------ RECORDS FOR THE TASK

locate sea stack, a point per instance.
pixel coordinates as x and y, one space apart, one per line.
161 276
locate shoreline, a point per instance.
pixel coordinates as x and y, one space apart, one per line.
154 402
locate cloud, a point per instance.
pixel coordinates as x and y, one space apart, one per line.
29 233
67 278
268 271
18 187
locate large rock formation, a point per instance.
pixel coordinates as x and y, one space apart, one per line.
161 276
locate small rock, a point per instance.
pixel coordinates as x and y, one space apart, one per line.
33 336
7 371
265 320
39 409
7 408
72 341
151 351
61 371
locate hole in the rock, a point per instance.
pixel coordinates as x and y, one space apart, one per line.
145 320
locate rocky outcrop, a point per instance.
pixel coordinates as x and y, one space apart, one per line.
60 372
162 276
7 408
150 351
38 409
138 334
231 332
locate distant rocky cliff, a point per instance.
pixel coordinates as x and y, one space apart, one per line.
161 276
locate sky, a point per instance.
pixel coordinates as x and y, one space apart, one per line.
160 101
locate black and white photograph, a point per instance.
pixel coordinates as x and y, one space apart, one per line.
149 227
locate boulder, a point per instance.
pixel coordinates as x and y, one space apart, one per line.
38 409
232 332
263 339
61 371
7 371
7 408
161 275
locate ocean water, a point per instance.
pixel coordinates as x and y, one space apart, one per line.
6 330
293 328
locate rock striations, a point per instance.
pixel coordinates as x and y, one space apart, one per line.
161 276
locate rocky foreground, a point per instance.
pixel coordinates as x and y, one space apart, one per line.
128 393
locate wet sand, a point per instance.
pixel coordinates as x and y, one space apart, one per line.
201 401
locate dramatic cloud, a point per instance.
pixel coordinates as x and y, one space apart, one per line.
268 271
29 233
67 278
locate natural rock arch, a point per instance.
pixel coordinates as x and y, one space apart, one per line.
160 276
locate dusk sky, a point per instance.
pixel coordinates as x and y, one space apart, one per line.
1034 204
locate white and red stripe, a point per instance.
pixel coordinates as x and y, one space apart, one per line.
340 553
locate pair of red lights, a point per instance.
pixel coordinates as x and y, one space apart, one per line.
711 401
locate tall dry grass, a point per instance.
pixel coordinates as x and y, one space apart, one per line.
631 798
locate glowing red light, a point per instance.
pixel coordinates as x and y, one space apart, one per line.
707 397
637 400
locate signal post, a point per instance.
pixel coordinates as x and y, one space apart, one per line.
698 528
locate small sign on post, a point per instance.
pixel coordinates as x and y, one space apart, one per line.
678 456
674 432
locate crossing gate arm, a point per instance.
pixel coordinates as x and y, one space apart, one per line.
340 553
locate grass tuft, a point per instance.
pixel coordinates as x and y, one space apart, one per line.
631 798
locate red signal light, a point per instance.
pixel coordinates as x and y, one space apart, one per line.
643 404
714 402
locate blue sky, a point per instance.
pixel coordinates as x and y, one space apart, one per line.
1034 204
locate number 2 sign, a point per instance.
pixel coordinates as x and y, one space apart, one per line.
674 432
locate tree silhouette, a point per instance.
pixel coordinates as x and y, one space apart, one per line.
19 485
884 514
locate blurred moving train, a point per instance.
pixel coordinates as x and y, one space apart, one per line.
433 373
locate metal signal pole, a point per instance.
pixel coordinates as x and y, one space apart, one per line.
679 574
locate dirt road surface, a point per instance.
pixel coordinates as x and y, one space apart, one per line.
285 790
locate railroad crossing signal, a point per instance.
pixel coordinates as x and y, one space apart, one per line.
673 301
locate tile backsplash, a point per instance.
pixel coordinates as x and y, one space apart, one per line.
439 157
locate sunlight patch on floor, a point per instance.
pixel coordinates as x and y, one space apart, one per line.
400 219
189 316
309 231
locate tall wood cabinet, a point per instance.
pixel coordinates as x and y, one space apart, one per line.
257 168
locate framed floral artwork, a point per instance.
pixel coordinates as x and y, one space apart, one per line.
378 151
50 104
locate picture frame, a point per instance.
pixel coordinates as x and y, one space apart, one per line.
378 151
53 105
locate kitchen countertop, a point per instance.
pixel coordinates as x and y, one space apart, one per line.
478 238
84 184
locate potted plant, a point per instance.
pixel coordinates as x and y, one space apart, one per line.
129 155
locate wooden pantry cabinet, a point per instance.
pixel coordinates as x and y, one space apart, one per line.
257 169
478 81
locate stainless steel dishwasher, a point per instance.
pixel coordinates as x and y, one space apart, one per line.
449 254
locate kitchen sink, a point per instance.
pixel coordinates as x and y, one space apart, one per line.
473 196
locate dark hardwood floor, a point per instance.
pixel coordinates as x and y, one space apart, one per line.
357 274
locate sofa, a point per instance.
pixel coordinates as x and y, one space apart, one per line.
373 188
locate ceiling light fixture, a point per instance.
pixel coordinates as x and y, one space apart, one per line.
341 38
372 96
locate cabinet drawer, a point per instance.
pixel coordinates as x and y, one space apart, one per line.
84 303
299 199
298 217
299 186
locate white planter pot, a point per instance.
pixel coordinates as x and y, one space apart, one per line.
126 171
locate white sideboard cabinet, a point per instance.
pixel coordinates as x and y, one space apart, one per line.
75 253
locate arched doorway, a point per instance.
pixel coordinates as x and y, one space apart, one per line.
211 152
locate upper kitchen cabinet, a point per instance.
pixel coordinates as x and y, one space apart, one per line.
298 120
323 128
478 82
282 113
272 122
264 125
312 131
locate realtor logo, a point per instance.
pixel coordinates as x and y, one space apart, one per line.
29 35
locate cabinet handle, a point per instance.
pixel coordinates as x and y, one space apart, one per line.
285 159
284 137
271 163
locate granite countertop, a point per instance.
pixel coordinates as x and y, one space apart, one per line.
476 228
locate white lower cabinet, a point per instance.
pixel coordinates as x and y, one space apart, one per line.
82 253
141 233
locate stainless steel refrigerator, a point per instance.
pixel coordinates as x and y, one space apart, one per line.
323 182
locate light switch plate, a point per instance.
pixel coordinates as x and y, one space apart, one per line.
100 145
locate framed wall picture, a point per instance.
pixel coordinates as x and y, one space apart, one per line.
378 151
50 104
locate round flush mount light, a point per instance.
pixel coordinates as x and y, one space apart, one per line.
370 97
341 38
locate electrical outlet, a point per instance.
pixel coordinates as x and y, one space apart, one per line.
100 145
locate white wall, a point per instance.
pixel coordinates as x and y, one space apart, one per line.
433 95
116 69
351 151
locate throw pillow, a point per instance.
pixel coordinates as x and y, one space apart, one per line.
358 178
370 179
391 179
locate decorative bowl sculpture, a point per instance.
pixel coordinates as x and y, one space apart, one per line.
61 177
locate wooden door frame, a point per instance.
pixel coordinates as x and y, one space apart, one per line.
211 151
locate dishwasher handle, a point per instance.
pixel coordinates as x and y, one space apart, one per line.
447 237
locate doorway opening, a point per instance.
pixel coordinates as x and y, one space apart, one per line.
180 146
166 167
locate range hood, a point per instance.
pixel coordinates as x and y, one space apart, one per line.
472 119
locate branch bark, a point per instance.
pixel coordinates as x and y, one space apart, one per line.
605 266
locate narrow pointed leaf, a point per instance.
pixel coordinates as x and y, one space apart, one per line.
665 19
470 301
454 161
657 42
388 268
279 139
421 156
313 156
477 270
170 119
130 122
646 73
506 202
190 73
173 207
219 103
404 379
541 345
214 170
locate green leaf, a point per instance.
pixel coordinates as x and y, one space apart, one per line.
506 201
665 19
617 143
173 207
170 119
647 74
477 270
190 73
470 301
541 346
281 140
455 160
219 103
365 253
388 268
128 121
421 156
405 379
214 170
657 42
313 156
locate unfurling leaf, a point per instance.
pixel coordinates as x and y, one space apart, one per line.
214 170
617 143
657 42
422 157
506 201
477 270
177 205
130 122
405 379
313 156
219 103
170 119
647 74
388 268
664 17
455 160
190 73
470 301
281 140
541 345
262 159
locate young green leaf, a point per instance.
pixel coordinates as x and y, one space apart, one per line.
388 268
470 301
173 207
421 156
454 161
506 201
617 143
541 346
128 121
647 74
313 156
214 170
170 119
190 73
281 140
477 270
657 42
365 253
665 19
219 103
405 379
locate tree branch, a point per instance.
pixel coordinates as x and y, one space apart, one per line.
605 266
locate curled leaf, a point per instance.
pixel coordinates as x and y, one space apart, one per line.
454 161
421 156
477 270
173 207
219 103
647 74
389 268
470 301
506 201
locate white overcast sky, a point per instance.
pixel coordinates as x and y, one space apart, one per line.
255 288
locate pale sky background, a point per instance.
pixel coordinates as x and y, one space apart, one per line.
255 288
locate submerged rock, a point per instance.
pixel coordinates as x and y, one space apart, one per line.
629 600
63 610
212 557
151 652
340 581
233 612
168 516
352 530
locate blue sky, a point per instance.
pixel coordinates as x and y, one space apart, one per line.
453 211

------------

▶ [ABOUT THIS TASK] Wherever the string "white" shows up in the material, copy the line that holds it.

▶ [WRITTEN ANSWER]
locate black and white photograph, a point per instance.
locate white and red stripe, a point per instance.
locate white planter pot, a point per instance.
locate white sideboard cabinet, a point per instance.
locate white lower cabinet, a point per instance.
locate white wall, a point per instance.
locate white overcast sky, a point per instance.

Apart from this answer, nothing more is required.